==== PAGE EXTRACT ====

The May 2014 ruling came as Texas’ supply of execution drugs was rapidly dwindling. In 2012, the state turned from a three-drug cocktail to a single injection of pentobarbital. According to a Texas Tribune timeline, by August 2013 TDCJ had only four vials of the drug remaining, prompting the state to turn to compounding pharmacies, lightly regulated facilities that typically mix drugs for individual patients. In October 2013, the Woodlands Compounding Pharmacy requested that TDCJ return pentobarbital it had sold to the agency after the company began receiving unwanted media attention. In a letter to TDCJ, Jasper Lovoi, the owner of Woodlands, said he had been made to believe that his company’s role in supplying the drugs would be kept private.
“I find myself in the middle of a firestorm that I was not advised of and did not bargain for,” Lovoi said in the letter.
During the House debate on SB 1697 Tuesday, Smithee said that manufacturers—such as compounding pharmacies—are refusing to sell lethal injection drugs to Texas and other states because of “threats of violence.” But when Rep. Terry Canales (D-Edinburg) asked him to elaborate on those threats, Smithee couldn’t provide examples. Canales is the author of a stalled bill that would require TDCJ to post information about execution drugs, including the manufacturer, on the agency’s website.
A similar exchange took place during debate in the Senate last week. Sen. Joan Huffman (R-Houston), SB 1697’s author, said that when information about the manufacturers of execution drugs was previously disclosed, it had a “chilling effect on reputable pharmacies wanting to provide these compounds to the state of Texas.” She said that investigations by the Texas Department of Public Safety (DPS) had led to the determination that “credible threats” had been directed at suppliers of lethal-injection drugs. But when pressed, Huffman couldn’t cite specific examples. No details of the DPS investigations have been made public.

==== DATA UNDER STUDY ====

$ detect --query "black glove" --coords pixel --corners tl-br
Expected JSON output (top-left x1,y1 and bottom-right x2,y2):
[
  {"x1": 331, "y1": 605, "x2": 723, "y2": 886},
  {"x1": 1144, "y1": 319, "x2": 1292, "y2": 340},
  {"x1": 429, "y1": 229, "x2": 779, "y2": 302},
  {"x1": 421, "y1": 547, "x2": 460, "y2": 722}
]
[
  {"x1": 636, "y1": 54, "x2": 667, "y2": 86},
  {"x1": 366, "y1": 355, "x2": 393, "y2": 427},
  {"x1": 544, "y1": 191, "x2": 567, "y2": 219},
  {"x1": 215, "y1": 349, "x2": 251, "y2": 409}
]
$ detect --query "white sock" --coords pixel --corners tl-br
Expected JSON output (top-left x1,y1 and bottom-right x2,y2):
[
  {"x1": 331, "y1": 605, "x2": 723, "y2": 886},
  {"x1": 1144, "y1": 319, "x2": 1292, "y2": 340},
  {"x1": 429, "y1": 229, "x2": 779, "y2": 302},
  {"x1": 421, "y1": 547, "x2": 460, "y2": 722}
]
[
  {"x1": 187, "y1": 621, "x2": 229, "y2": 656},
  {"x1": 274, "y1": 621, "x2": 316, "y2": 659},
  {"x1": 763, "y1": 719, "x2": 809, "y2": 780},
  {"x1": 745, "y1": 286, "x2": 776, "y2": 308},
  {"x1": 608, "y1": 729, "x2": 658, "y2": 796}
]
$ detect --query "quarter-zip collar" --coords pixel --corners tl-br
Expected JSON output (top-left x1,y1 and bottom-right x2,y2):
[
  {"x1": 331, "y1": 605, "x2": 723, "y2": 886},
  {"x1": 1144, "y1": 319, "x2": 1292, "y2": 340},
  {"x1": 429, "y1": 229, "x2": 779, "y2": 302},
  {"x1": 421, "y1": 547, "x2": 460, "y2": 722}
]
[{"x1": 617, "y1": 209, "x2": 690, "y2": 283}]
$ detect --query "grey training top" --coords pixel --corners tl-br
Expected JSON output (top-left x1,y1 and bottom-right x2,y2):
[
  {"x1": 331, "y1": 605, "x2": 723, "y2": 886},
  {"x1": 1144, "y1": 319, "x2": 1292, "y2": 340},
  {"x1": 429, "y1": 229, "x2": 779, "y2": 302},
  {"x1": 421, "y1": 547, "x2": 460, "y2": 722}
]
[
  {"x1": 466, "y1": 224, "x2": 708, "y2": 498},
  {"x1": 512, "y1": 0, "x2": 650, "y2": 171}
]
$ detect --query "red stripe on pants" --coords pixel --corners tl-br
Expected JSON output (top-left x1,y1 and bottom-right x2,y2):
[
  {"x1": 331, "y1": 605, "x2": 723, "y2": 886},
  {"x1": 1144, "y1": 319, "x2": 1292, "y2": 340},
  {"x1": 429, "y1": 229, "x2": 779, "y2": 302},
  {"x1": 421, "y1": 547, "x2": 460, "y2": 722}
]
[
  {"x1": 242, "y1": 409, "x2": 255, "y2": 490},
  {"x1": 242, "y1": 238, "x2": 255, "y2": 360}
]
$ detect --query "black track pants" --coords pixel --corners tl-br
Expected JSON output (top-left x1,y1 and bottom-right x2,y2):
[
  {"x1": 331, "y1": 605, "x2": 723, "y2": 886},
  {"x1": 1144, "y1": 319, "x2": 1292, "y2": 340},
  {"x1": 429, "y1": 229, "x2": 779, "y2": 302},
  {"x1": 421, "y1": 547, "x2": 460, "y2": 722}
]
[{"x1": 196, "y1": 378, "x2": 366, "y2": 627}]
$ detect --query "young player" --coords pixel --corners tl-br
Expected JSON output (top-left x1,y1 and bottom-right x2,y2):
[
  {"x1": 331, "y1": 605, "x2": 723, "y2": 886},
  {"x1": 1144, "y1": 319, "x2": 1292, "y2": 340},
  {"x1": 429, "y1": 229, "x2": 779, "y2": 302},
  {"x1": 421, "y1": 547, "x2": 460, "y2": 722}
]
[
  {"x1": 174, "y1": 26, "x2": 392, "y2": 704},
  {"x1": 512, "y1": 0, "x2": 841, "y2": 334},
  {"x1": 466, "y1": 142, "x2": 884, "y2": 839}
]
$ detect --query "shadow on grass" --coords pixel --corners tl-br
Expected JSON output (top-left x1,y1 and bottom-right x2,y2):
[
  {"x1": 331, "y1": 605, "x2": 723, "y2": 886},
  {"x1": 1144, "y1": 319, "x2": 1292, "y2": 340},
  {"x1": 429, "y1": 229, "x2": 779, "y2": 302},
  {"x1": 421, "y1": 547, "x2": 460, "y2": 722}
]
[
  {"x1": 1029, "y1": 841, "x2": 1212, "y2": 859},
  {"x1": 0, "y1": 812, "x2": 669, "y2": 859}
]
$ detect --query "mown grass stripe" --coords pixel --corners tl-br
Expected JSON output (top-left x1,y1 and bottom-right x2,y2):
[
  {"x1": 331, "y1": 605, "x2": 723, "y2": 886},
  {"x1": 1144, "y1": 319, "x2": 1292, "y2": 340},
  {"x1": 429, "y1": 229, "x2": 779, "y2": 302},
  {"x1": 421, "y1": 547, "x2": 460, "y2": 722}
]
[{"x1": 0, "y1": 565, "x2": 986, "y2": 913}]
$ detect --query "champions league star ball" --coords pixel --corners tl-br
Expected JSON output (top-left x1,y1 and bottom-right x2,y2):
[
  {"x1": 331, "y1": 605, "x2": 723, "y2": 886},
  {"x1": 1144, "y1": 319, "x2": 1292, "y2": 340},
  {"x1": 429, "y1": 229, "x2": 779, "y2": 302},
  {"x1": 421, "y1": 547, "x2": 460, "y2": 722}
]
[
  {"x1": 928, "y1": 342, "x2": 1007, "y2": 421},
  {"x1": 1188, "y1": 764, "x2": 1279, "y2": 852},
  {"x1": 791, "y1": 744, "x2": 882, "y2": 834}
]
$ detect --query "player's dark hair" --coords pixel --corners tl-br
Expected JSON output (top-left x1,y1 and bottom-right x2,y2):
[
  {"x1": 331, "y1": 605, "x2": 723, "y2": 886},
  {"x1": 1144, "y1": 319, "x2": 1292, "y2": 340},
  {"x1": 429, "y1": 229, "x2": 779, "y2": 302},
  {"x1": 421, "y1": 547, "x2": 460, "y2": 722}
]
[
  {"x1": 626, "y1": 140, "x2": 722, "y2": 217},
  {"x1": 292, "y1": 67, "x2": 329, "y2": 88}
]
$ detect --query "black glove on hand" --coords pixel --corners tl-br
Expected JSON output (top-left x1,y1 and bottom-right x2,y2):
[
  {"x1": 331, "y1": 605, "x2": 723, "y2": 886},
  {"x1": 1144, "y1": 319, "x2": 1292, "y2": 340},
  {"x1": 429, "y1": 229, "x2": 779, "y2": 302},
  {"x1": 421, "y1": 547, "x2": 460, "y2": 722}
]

====

__TASK REQUIREMENTS__: Retype everything in the passage on Texas execution drugs from "The May 2014" down to "be kept private.". The items were taken from a different source than the passage on Texas execution drugs.

__YOUR RESPONSE__:
The May 2014 ruling came as Texas’ supply of execution drugs was rapidly dwindling. In 2012, the state turned from a three-drug cocktail to a single injection of pentobarbital. According to a Texas Tribune timeline, by August 2013 TDCJ had only four vials of the drug remaining, prompting the state to turn to compounding pharmacies, lightly regulated facilities that typically mix drugs for individual patients. In October 2013, the Woodlands Compounding Pharmacy requested that TDCJ return pentobarbital it had sold to the agency after the company began receiving unwanted media attention. In a letter to TDCJ, Jasper Lovoi, the owner of Woodlands, said he had been made to believe that his company’s role in supplying the drugs would be kept private.